___ DOKUMENTTEXT

Renate Künast über Biosiegel für Kleidung, magere Models und die Zukunft der Fashion Week

Frau Künast, Sie sind Schirmherrin der Ökomesse „The Key.to“, warum machen Sie das?

Ich stehe dafür ein, dass wir nicht auf Kosten unserer Umwelt leben. Dazu gehört auch, dass wir alles, was mit unserem Körper in Berührung kommt, systematisch umstellen. An manchen Stellen, wie beim Essen, haben wir schon erkennbar Bio geschaffen. Aber Mode gehört auch dazu.

Achten Sie denn darauf, dass Ihre Kleidung ökologisch produziert ist?

Ja, aber in meinem Beruf sind die Möglichkeiten noch begrenzt. Ich sage schon lange: Ökomode muss endlich das Berufsleben erobern. Mode ist für mich etwas anderes als jedem kurzlebigen Trend hinterherzulaufen. Ich mag schöne und handwerklich gute Sachen. Das hat was mit Ästhetik und Wohlfühlen auch im beruflichen Alltag zu tun.

Ist es denn einfacher geworden in den vergangenen Jahren?

______
___ UNBEARBEITETE DATENSÄTZE

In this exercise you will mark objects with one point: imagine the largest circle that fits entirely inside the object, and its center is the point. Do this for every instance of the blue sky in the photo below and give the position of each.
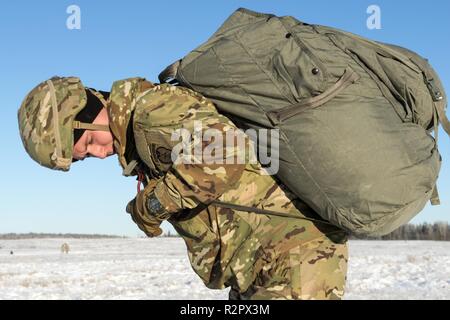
(120, 39)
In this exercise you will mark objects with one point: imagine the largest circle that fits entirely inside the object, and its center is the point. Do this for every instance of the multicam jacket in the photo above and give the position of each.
(226, 247)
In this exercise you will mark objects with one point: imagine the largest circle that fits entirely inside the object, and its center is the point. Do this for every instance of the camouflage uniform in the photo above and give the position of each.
(259, 256)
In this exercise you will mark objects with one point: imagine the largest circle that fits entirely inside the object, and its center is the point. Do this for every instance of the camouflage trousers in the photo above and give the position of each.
(314, 270)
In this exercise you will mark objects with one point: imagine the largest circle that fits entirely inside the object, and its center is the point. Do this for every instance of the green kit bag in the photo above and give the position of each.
(355, 116)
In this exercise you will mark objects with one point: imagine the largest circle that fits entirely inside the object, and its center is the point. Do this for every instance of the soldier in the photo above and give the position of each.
(242, 228)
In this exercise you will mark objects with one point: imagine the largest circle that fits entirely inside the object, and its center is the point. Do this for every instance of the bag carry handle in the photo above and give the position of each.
(169, 73)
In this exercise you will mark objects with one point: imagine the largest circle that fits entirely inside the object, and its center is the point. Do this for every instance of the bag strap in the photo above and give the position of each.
(237, 207)
(169, 73)
(436, 94)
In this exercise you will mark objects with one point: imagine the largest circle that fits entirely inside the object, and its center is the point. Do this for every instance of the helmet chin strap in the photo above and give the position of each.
(90, 126)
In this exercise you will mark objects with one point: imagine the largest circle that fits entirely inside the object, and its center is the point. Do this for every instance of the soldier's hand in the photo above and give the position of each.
(147, 212)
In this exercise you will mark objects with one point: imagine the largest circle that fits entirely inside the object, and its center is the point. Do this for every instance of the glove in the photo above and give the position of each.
(147, 212)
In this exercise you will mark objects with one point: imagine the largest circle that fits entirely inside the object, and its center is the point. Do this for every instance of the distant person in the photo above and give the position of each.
(244, 229)
(65, 248)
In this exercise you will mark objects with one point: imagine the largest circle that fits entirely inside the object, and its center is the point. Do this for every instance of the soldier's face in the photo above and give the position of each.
(97, 144)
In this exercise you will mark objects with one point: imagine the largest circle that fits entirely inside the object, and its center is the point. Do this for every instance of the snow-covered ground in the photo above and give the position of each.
(159, 269)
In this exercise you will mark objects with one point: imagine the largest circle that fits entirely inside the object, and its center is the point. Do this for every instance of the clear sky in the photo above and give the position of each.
(120, 39)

______

BITTE BEARBEITEN:
- a) Beantworten Sie anhand des Interviews mit Renate Künast diese drei Fragen:
(i) Welche Messe unterstützt Künast als Schirmherrin?
(ii) In welchem Bereich ist laut Künast schon erkennbar Bio geschaffen worden?
(iii) Was muss Ökomode nach Künasts Worten endlich erobern?
- b) Greifen Sie das Interview mit Renate Künast über Ökomode dort auf, wo es aufhört, und führen Sie es weiter.
Die Datensätze stehen in keinem Zusammenhang mit dem Interview.

LÖSUNGEN DER AUFGABEN:
- a)
(i) Die Ökomesse „The Key.to“.
(ii) Beim Essen.
(iii) Das Berufsleben.

- b)
Am Anfang hatte Ökomode das Image, einfach nur praktisch zu sein, darüber ist die Szene längst hinaus. Es gibt jetzt immer mehr Kleidung fürs Berufsleben. Aber man muss die Sachen suchen. Im Bereich Wäsche, Bettwäsche und Handtücher ist es einfacher.

Worauf kommt es Ihnen an?

Öko-Kleidung sollte nicht nur naturverträglich, sondern auch unter sozial verträglichen Bedingungen hergestellt werden. Bei den Rohstoffen reicht es nicht aus, dass es Biobaumwolle ist, auch die Arbeitsbedingungen vor Ort müssen stimmen, insbesondere die Arbeitslöhne. Nicht nur im Billigsegment wird unter schlechten Arbeitsbedingungen produziert, das Luxussegment wird teilweise in denselben Fabriken hergestellt.

Verraten Sie uns doch mal, wo Sie kaufen.

Mein Laden ist „Wertvoll“ in der Marienburger Straße. Ich habe auch schon einmal bei The Key.to Sachen anprobiert und sie gleich bestellt. Aber daran erkennt man schon das Problem: Ökomode muss sichtbarer werden, sie gehört in die Stadtzentren, in die normalen Läden. So wie wir Bio in die Supermärkte bekommen haben, muss das auch bei der Ökomode sein.

Wie können Kunden sichergehen, dass es sich um Ökomode handelt?

Beim Biosiegel weiß man: Da ist keine Gentechnik drin, die Tierhaltung ist artgerecht. Das gibt Konsumenten, Produzenten und Verkäufern Erleichterung und Gewissheit. So etwas brauchen wir auch bei der Mode.

Es gibt ja schon einige Siegel, aber den Kunden fehlt die Übersicht.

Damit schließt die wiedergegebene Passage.